TRAVAIL À FAIRE: Recopiez, s'il vous plaît, le passage de l'extrait sur les cartes du Comté allant de « Une autre source » jusqu'à « par Tolkien lui-même. », en substituant « quadrillage » à « carroyage ».

EXTRAIT SOURCE:
◇ ◇ ◇ ◇ ◇

On constate que les points remarquables ne concordent pas, même de manière approchée. Identifions les points sur l'extrait de la carte générale (rectangle du milieu), et comparons leur position avec la carte à grande échelle du Comté (rectangle de droite) :
La carte générale proposant une échelle plus petite que la carte du Comté, elle peut être considérée comme étant moins précise, c'est donc la carte du Comté qui nous sert de référence. L'opération de transfert des tracés entre deux cartes d'échelles différentes (opération qui obéit à des règles précises) est appelée « généralisation cartographique » : on pourrait donc évoquer une « généralisation cartographique » fautive de la topographie du Comté sur la carte générale.
Une autre source de différences entre les deux cartes réside dans la genèse de la carte du Comté : celle-ci a été créée puis développée indépendamment de la carte générale. Les cartes préparatoires du Comté possédant une échelle, nous pouvons nous tourner vers elles pour déterminer l'échelle de la carte « canonique » de manière fiable. En effet, nous allons voir que celle-ci peut être déterminée à partir du carroyage qui subsiste de carte en carte et dont l'échelle a été indiquée par Tolkien lui-même.
assons en revue les cartes préparatoires du Comté. La numérotation arabe correspond aux numéros des images publiées dans le livre de W.G. Hammond & C. Scull, The Art of The Lord of the Rings (malheureusement non traduit en français)3), tandis que la numérotation romaine correspond aux indications de Christopher Tolkien dans l'Histoire de la Terre du Milieu4) (la prolongation de la nomenclature pour les cartes “Shire VIb” et “Shire VII” est due à J.-R. Turlin5)).
Au regard des éléments qui précèdent, nous pouvons proposer dans la Figure 3 ci-dessous une phylogénie des cartes du Comté.
ous avons vu que les cartes préparatoires du Comté présentent des différences notables, voire irréconciliables. Une des principales différences concerne la partie sud du Comté, et notamment le tracé du cours du Brandivin au sud de la Vieille Forêt (voir dans la Figure 4 ci-dessous la zone entourée en pointillés). La chronologie que nous venons d'esquisser semble montrer deux « branches » (ou « traditions ») pour les cartes du Comté ; ces deux « traditions » sont essentiellement différenciées par le tracé du cours du Brandivin au sud de la Vieille Forêt.

◇ ◇ ◇ ◇ ◇

DONNÉES FOURNIES:

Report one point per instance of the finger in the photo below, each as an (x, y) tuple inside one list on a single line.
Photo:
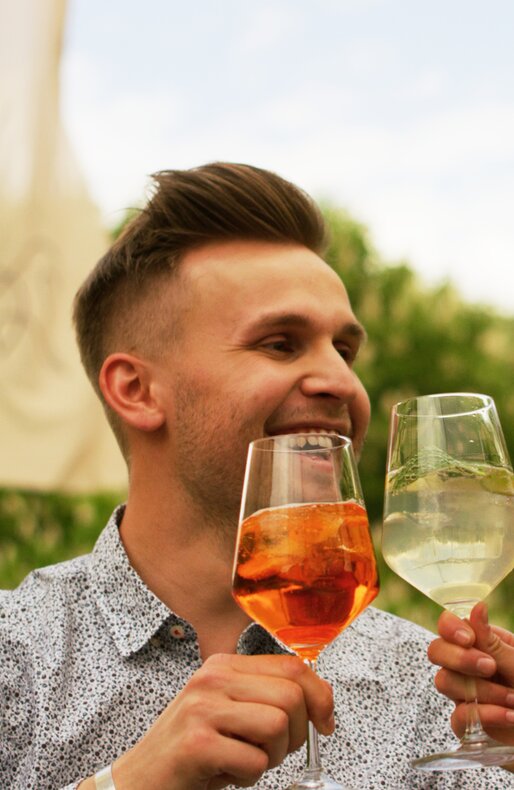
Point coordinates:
[(468, 661), (281, 694), (505, 636), (453, 629), (490, 642), (264, 726), (318, 697), (232, 761), (453, 685)]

◇ ◇ ◇ ◇ ◇

CORRIGÉ RÉDIGÉ:
Une autre source de différences entre les deux cartes réside dans la genèse de la carte du Comté : celle-ci a été créée puis développée indépendamment de la carte générale. Les cartes préparatoires du Comté possédant une échelle, nous pouvons nous tourner vers elles pour déterminer l'échelle de la carte « canonique » de manière fiable. En effet, nous allons voir que celle-ci peut être déterminée à partir du quadrillage qui subsiste de carte en carte et dont l'échelle a été indiquée par Tolkien lui-même.